* TASK INSTRUCTIONS
Repeat the records exactly. Every line must match.

* DATA PROVIDED
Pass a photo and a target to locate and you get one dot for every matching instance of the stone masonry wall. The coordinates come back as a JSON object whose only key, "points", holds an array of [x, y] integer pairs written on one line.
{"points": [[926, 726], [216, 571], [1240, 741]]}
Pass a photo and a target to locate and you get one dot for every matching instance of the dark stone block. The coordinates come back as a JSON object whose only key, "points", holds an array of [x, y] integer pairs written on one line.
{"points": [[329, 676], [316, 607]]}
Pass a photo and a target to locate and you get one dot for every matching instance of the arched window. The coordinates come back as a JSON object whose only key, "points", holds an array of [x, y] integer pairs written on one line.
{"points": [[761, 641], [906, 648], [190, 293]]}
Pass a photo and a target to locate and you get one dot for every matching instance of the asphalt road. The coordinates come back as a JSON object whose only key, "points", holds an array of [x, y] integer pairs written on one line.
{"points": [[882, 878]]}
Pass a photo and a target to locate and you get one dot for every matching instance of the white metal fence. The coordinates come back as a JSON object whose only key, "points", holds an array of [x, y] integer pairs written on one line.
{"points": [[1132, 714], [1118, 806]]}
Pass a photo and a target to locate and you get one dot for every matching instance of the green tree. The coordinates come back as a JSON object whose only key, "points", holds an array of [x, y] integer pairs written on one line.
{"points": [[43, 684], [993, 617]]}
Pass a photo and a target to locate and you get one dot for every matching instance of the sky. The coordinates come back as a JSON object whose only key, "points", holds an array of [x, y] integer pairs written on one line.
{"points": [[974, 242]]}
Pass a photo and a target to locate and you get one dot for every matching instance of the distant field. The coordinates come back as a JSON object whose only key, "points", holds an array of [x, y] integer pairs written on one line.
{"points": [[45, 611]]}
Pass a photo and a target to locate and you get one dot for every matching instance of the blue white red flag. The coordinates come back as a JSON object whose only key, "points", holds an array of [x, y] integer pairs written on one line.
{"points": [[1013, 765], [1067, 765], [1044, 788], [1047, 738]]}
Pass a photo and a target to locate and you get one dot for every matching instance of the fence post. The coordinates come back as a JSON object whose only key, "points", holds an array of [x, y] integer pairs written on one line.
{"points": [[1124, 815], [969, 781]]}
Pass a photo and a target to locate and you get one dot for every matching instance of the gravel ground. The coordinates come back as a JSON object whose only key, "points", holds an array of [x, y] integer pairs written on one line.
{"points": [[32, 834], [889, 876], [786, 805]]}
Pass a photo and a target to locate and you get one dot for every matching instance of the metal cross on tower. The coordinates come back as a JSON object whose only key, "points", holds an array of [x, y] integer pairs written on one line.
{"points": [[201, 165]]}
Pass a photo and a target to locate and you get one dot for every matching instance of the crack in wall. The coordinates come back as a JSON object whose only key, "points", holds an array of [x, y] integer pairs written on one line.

* RESPONSE BELOW
Pass a photo and a target to locate and you get one dot for every matching instance of the stone masonry wall. The coordinates come back as a JSON object whose only key, "points", holds an array of [x, y] integer pairs written on one line.
{"points": [[926, 726], [216, 571], [1240, 741]]}
Pass a photo and a target to locate and you get one dot for every matching instance of the dark stone block. The coordinates come back as a JSON object whose only key, "points", holds an array of [x, y] integer pairs written on one line.
{"points": [[329, 676], [316, 607]]}
Pass a photo and a target to locate and you get one dot for every matching instance of the arched window. The coordinates come back as a JSON object whose only key, "points", holds an array of [x, y] integer pairs written on one line.
{"points": [[761, 641], [906, 648], [190, 293]]}
Pass a photo and a target to locate and you get one dot for every matching instance of the asphalt road. The coordinates come back as a JSON object whose only key, "points", holds an array of [x, y] integer pairs written on one line.
{"points": [[882, 878]]}
Pass a photo and a target to locate and you get one dot for every matching instance of the white metal fence. The coordinates come back as a JSON object whose only key, "points", holds an array of [x, y] integer pairs written on one line.
{"points": [[1132, 714], [1118, 806]]}
Pass a photo and a target to locate and you get one dot for every matching instance of the green tree. The coordinates come back as a JSON object whose only key, "points", holds an array of [x, y] integer pairs written on one line.
{"points": [[43, 684], [993, 617]]}
Pass a photo and a target to locate and you get one dot for every matching instance of the sky. The coordinates come back as a JSON object whose only key, "points", holds an array of [x, y] integer pairs written on one line.
{"points": [[974, 242]]}
Pass a photo and a target to locate and you get one dot for every matching instance of the distant field. The coordinates come back as a JSON object whose only key, "points", holds an array of [x, y] integer pairs written on one line.
{"points": [[45, 611]]}
Pass a photo and a target to locate and you get one dot for every matching instance of the blue white red flag. The coordinates come back as a JSON object whose only key, "points", holds an array of [x, y] integer pairs written on one line.
{"points": [[1013, 765], [1067, 765], [1044, 788], [1047, 738]]}
Pass a photo and a target to locate and you get one dot for every matching instance of the fence post. The coordinates come back as a JSON object whose only key, "points", holds an array of [x, y] integer pairs written on one line.
{"points": [[1124, 815], [969, 781]]}
Pass a photo and a target to locate and you get one dot for every matching instance of the gravel ground. The coordinates come back as a JSON object whose only key, "points", holds an array of [x, y] integer pairs written on one line.
{"points": [[32, 834], [889, 876], [786, 805]]}
Pass a photo and a target to locate and you get one dot for every matching instance of the metal cross on tower. The coordinates come back as a JSON object whose only key, "points", holds an array of [x, y] integer pairs written on one line.
{"points": [[201, 165]]}
Pass a photo and a target to locate and you get one dot for every matching instance of the crack in wall. The coordinates come back as a JSON object whose only key, "points", holds an array of [x, y] integer pairs written on one line.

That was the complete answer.